[抜粋文]
::::::

なんとなく、例文みたいなのをただしい発音で読む練習とか、グループディスカッション的なことをやりつつ、お互いのアクセントの指摘をしあうとか、いわゆる語学学校の延長上のレッスンなんだろうなと勝手に想像していたのだけれど、私の予想これっぽっちもかすっていませんでした。

お父様がスピーチ(と言うか発声学的な?)の専門家でいわば話し方に関して生まれた時からトレーニングを受けていたという先生は、テレビに映画、ウエストエンドやハリウッドで活躍していた元役者かつ、王立ドラマスクールなどでも指導をしていたスペシャリスト。

授業は、おじいさん先生らしく隙あらばアクセントに関するよもや話に脱線するものの、レッスン自体はとても良く形態化されていて、その日のテーマの似て非なる発音記号グループの(いわゆるBBC英語といわれるような)発声方法を、舌の位置、唇の形、頬の筋肉、のどの使い方、ジェスチャーを使ったリズム感、など身体の使い方を説明するところから始まります。さらにセンテンスに関しては、隣り合った単語のアルファベットの構造(子音母音の関係など)で決まる、繋げ方のルールや繋げるときに突如挿入される音の説明なども。

ルールはあるのだけれど、計算式のようにきっかりしているというよりは、もっとオーガニックで、私の感覚では、英語の指導を受けているというよりは、まるでバイオメカニックスの勉強を体感をとおしてしている感覚にとても似ているように感じます。

説明された内容を踏まえた上で、全員でひとつの単語なりセンテンスなりを練習したあとに、ひとりずつ順番に、時には同じものを、ときにはそれぞれ別のものを、順番にみんなの前で個別指導を受け、できない時にはできるまで単語やセンテンスを発音の観点からぶつ切りにして、ときにはふざけているかのような発声方法や口の形をさせられながら、最終的にOKがでるまで、何度でも言わされます。

::::::

[提供資料]
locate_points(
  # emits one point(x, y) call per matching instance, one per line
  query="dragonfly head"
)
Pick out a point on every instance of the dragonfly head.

::::::

[課題の指示]
A. 抜粋文の内容を二文で要約しなさい。
B. 抜粋文のうち、「授業は、おじいさん先生らしく」から「如挿入される音の説明なども。」までの部分を一字も変えずに書き写しなさい。

[課題の解答]
A. 授業は、筆者が想像していた語学学校の延長のようなレッスンとは異なり、元役者で話し方の専門家である先生が、発音記号グループの発声方法を舌の位置や唇の形、頬の筋肉などの身体の使い方から説明するところから始まる。説明を踏まえて全員で練習したあと、一人ずつみんなの前で個別指導を受け、OKが出るまで何度でも言わされる。

B.
授業は、おじいさん先生らしく隙あらばアクセントに関するよもや話に脱線するものの、レッスン自体はとても良く形態化されていて、その日のテーマの似て非なる発音記号グループの(いわゆるBBC英語といわれるような)発声方法を、舌の位置、唇の形、頬の筋肉、のどの使い方、ジェスチャーを使ったリズム感、など身体の使い方を説明するところから始まります。さらにセンテンスに関しては、隣り合った単語のアルファベットの構造(子音母音の関係など)で決まる、繋げ方のルールや繋げるときに突如挿入される音の説明なども。